Across the entries below, how many lines include "lawn"? Give the number and nothing else.

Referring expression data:
* * * * *

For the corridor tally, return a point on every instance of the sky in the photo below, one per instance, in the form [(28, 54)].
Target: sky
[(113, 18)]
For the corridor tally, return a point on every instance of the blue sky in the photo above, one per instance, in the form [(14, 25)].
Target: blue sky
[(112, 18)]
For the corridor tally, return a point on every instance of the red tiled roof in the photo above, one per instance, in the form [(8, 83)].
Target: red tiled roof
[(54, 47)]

* * * * *

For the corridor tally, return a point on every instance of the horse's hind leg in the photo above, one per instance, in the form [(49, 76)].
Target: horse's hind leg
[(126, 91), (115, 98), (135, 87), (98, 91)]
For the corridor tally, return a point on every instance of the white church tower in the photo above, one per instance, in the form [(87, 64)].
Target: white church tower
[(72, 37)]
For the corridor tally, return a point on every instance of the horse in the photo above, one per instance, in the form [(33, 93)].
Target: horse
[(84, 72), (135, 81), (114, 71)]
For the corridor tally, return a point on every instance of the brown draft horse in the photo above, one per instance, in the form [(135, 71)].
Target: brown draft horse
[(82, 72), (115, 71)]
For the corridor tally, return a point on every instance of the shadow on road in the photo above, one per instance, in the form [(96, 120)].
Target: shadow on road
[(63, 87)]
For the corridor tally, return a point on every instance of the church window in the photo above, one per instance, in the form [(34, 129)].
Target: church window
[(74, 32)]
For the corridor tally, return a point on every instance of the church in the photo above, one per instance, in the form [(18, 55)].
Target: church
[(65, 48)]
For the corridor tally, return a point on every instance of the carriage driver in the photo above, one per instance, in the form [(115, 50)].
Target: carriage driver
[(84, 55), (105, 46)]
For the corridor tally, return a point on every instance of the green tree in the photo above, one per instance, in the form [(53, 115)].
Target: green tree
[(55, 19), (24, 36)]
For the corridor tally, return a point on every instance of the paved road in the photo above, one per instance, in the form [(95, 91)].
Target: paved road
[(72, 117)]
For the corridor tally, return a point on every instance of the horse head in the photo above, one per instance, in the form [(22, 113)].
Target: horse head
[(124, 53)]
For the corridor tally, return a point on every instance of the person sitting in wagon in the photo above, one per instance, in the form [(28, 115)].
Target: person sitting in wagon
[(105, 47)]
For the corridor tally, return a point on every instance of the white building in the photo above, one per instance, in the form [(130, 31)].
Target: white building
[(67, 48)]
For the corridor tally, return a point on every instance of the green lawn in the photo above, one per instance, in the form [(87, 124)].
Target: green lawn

* * * * *

**RESPONSE**.
2